Task input:
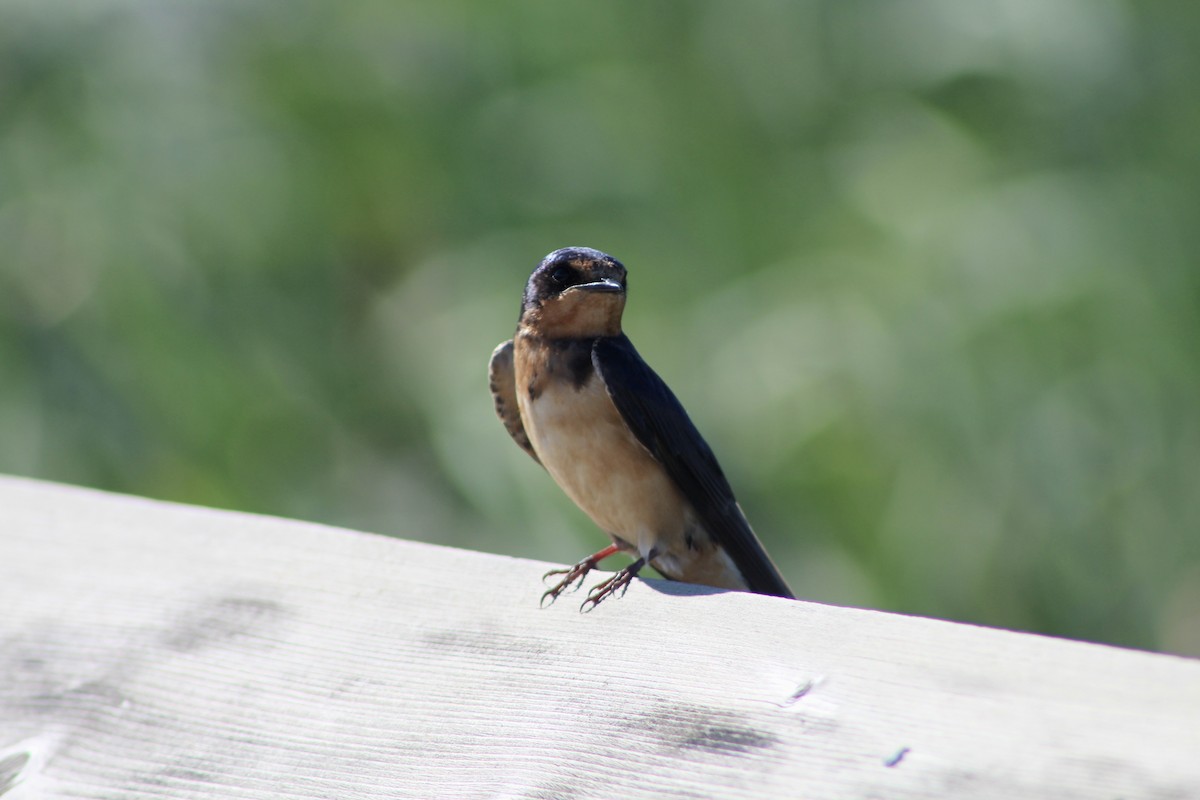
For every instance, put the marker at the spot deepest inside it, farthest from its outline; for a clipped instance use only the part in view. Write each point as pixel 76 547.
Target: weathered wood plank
pixel 153 650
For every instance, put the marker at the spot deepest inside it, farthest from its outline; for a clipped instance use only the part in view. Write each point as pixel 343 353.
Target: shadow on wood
pixel 156 650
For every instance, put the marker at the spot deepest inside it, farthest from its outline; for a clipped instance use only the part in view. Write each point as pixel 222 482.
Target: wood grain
pixel 153 650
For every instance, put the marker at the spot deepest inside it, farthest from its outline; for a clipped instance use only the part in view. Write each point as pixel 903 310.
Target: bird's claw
pixel 571 575
pixel 618 582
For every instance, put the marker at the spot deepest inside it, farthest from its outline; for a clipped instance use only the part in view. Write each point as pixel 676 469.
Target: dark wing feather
pixel 502 377
pixel 663 426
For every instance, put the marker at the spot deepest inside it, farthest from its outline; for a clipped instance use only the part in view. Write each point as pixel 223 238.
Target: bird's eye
pixel 561 275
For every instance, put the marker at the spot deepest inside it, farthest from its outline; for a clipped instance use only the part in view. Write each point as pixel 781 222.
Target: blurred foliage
pixel 925 274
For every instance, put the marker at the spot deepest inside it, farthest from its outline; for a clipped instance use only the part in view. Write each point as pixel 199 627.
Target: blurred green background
pixel 925 274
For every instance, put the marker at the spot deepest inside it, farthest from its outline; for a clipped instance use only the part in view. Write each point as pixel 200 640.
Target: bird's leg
pixel 574 573
pixel 618 582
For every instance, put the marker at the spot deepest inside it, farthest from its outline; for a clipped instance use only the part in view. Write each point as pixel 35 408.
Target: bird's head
pixel 575 293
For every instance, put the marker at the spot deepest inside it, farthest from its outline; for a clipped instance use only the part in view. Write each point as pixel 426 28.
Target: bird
pixel 574 394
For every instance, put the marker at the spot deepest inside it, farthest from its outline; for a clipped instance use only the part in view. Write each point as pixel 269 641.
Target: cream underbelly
pixel 586 446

Short exercise:
Swap "marker" for "dot" in the lines from the very first one through the line that has "pixel 156 650", and write those lines out again with nothing else changed. Leave the pictures out.

Solution to the problem:
For every instance, put the dot at the spot deepest inside it, farthest from its outline; for a clipped instance use only the part in view. Write each point as pixel 76 547.
Target: weathered wood plank
pixel 153 650
For every instance, put the dot at the spot deepest inside it, farthest from its outline; for a clipped instance use only the part in view. Write each point as pixel 343 353.
Target: shadow on wood
pixel 156 650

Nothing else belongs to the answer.